** Opening Source data block **
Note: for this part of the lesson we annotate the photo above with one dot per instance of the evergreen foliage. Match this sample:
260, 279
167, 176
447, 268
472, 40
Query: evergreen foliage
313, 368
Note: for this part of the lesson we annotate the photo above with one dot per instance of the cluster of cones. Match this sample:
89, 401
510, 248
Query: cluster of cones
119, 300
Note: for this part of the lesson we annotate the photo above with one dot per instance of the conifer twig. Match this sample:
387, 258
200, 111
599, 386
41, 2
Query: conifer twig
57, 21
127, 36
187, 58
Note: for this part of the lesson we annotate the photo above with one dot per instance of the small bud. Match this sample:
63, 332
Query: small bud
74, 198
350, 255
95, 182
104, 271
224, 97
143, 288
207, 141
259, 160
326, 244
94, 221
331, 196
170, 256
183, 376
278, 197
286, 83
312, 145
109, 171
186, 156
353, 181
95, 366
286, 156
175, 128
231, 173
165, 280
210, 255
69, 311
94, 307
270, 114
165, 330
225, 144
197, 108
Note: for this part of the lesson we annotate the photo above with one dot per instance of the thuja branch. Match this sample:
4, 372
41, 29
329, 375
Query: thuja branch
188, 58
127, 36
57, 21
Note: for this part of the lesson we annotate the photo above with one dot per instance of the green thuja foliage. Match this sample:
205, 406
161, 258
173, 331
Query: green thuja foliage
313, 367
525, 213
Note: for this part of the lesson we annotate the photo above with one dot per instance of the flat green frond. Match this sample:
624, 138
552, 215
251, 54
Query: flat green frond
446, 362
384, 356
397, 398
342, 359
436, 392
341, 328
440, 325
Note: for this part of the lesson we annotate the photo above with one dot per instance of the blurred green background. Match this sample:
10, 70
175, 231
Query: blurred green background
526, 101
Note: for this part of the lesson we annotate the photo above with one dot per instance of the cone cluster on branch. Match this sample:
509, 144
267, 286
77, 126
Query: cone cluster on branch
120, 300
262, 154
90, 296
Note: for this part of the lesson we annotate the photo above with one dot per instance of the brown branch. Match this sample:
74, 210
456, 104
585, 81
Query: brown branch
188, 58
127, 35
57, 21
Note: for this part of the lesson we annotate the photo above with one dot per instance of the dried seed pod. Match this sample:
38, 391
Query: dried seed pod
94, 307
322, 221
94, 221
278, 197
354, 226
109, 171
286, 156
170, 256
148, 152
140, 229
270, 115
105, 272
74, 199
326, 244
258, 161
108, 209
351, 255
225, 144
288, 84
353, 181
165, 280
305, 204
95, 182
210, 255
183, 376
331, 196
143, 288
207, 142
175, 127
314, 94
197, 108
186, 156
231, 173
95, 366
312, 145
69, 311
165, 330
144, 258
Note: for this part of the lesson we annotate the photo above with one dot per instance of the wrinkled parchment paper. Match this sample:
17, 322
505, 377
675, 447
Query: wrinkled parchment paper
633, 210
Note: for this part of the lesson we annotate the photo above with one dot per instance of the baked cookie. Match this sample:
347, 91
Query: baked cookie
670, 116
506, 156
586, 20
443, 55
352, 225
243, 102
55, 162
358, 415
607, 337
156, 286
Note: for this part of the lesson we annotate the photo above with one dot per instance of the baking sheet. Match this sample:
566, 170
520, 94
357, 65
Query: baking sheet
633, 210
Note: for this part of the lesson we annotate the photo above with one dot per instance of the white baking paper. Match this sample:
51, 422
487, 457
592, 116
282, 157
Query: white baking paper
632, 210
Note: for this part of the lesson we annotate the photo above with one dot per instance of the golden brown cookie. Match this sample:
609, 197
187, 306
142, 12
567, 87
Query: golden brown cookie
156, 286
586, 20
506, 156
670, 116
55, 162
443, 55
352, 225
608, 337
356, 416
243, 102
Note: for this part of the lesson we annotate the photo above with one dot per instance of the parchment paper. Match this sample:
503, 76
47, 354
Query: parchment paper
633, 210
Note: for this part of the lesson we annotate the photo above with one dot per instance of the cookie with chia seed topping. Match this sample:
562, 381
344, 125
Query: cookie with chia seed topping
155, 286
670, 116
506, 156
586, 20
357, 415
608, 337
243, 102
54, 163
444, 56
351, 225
** Closing Source data block **
Could you set down each entry above word for word?

#### Answer to the problem
Note: for this part of the lesson we annotate the photo above with one dot per instance of the evergreen foliage. Match this sample:
260, 279
167, 176
447, 268
472, 40
Query: evergreen foliage
313, 368
Note: for this part of the lesson we annotate the photo above with one dot per instance of the cluster of cones. Match this sample:
89, 401
510, 248
Query: cluster of cones
119, 300
Note: for this part of the lesson we annotate the photo above with one dot per instance of the conifer twig. Match this sample:
387, 258
200, 111
599, 386
41, 2
Query: conifer twig
57, 21
127, 36
187, 58
Note: for this part of the lesson we annotate the photo above with one dot per instance of the small bud. Match this sample:
63, 332
Query: small bud
74, 198
350, 255
95, 182
104, 271
224, 97
143, 288
207, 141
259, 160
326, 244
94, 221
331, 196
170, 256
183, 376
278, 197
286, 83
312, 145
109, 171
186, 156
353, 181
95, 366
286, 156
175, 128
231, 173
165, 280
210, 255
69, 311
94, 307
270, 114
165, 330
225, 144
197, 108
Note: for this part of the lesson we annotate the photo above with one dot per instance of the thuja branch. Match this sample:
4, 372
41, 29
329, 375
Query: thuja branch
188, 58
127, 36
57, 21
Note: for this part of the lesson we annotate the photo above with one dot per instance of the green thuja foliage. Match this sample:
205, 406
161, 258
173, 331
Query: green thuja foliage
313, 367
525, 213
Note: for this part of the lesson we annotate the photo above with one dot per instance of the flat green frond. Match this sample:
624, 138
552, 215
251, 54
Query: flat green frond
446, 362
384, 356
397, 398
342, 359
436, 392
341, 328
440, 325
Note: for this part of the lesson we annotate the photo above with one dot per instance of the blurred green background. Match this sample:
10, 70
175, 231
Query: blurred green background
526, 101
Note: for this part of the lesson we annotate the photo above with one dot per instance of the cone cluster on branch. Match this sample:
509, 144
267, 286
77, 126
Query: cone cluster on branch
120, 300
262, 154
90, 296
Note: for this part of the lesson we annotate the photo above with one dot per instance of the brown branch. Match this sample:
74, 210
456, 104
585, 81
Query: brown branch
188, 58
127, 35
57, 21
Note: for this part of the lesson we annotate the photo above with one dot per instance of the dried seed pod. Match this sample:
38, 391
Query: dried seed pod
94, 307
322, 221
94, 221
278, 197
354, 226
109, 171
286, 156
170, 256
148, 152
140, 229
270, 115
105, 272
74, 199
326, 244
258, 161
108, 209
351, 255
225, 144
288, 84
353, 181
165, 280
305, 204
95, 182
210, 255
183, 376
331, 196
143, 288
207, 142
175, 127
314, 94
197, 108
186, 156
231, 173
95, 366
312, 145
69, 311
165, 330
144, 258
Note: for this part of the lesson we annotate the photo above with one dot per instance of the wrinkled parchment paper. Match this sample:
17, 322
505, 377
675, 447
Query: wrinkled parchment paper
633, 210
Note: for this part of the lesson we annotate the photo above with one dot per instance of the baked cookie. Match this sample:
347, 91
Query: baked cookie
670, 116
506, 156
586, 20
443, 55
352, 225
243, 102
55, 162
358, 415
607, 337
156, 286
Note: for this part of the lesson we annotate the photo above with one dot per instance of the baking sheet. Match this sample:
566, 170
520, 94
357, 65
Query: baking sheet
633, 210
Note: for this part of the lesson we annotate the photo above with one dot per instance of the white baking paper. Match this sample:
51, 422
487, 457
592, 116
282, 157
Query: white baking paper
632, 210
Note: for this part of the lesson we annotate the photo above with one dot per instance of the golden brown cookie. Match this sample:
609, 197
187, 306
142, 12
567, 87
Query: golden brown cookie
156, 286
586, 20
506, 156
670, 116
55, 162
443, 55
352, 225
608, 337
356, 416
243, 102
Note: for this part of the lesson we annotate the photo above with one dot per instance of the parchment paper. Match this sample:
503, 76
47, 354
Query: parchment paper
633, 210
Note: for this part of the lesson we annotate the photo above with one dot per instance of the cookie with chia seed topping. Match this sample:
562, 381
344, 125
Query: cookie with chia seed topping
155, 286
670, 116
506, 156
586, 20
357, 415
608, 337
243, 102
54, 163
444, 56
351, 225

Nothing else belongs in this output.